**About this exercise**.
Which lines in the entries below contain the string "soil"? Show each of them in full.

== == ==

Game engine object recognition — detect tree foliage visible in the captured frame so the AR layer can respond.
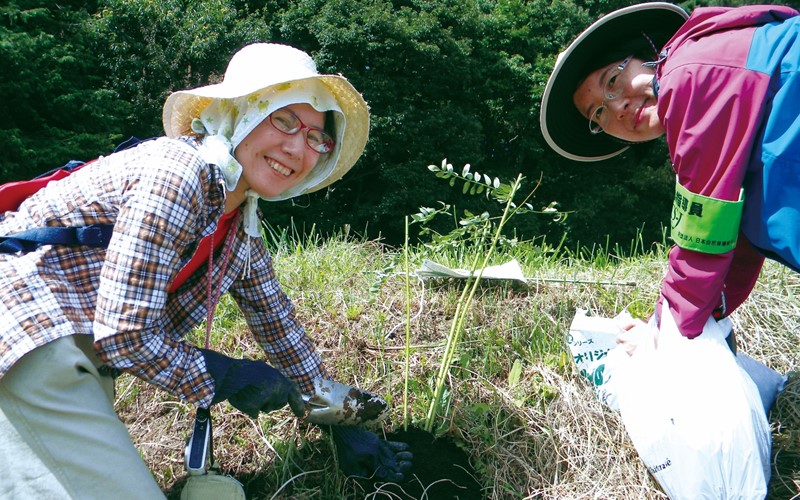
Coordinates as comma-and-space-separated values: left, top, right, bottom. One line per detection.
1, 0, 768, 252
0, 0, 125, 180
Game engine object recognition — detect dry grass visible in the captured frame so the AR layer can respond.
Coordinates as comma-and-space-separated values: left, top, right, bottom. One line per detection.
116, 237, 800, 499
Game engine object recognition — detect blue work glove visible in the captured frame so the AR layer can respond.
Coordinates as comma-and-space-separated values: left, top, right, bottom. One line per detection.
200, 348, 305, 419
330, 426, 413, 481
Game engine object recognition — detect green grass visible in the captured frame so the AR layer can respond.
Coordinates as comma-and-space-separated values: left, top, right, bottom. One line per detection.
117, 232, 800, 499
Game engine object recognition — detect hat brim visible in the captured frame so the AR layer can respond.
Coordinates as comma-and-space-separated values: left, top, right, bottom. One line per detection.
162, 74, 369, 194
540, 2, 688, 162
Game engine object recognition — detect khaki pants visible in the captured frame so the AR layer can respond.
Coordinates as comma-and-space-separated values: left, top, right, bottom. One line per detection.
0, 335, 166, 499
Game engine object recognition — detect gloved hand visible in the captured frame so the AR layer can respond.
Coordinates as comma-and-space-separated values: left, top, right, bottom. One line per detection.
200, 348, 305, 419
330, 426, 413, 481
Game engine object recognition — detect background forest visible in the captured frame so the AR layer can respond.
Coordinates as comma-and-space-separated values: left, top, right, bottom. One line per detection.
1, 0, 796, 249
5, 2, 800, 498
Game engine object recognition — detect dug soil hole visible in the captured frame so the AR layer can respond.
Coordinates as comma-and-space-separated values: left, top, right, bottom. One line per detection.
357, 426, 484, 499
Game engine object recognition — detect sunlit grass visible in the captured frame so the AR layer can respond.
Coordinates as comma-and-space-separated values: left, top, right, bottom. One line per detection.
118, 230, 800, 499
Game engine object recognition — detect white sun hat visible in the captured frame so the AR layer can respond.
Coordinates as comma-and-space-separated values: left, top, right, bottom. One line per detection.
162, 43, 369, 195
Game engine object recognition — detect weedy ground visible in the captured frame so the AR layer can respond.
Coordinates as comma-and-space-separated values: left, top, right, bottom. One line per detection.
117, 234, 800, 499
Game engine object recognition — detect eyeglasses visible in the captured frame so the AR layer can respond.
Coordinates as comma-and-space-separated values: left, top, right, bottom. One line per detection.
588, 55, 634, 135
269, 107, 336, 154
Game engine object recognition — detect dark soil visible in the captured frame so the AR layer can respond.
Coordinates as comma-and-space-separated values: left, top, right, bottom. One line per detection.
354, 426, 485, 499
165, 426, 484, 499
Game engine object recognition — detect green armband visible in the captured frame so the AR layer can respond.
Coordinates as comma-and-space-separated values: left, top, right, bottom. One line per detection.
670, 180, 743, 254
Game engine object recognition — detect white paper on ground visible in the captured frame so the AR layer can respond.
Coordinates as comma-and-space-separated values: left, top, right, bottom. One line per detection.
416, 259, 528, 284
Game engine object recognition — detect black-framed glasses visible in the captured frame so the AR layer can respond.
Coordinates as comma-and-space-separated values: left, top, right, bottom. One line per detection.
588, 55, 634, 135
269, 107, 335, 154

== == ==

**Task answer**.
Game engine object recognition — detect dug soil hole visible in the captured frame so the AR layer can respond.
Game engine object recognition — detect dark soil visible in the captured frame so the AR layer can respond.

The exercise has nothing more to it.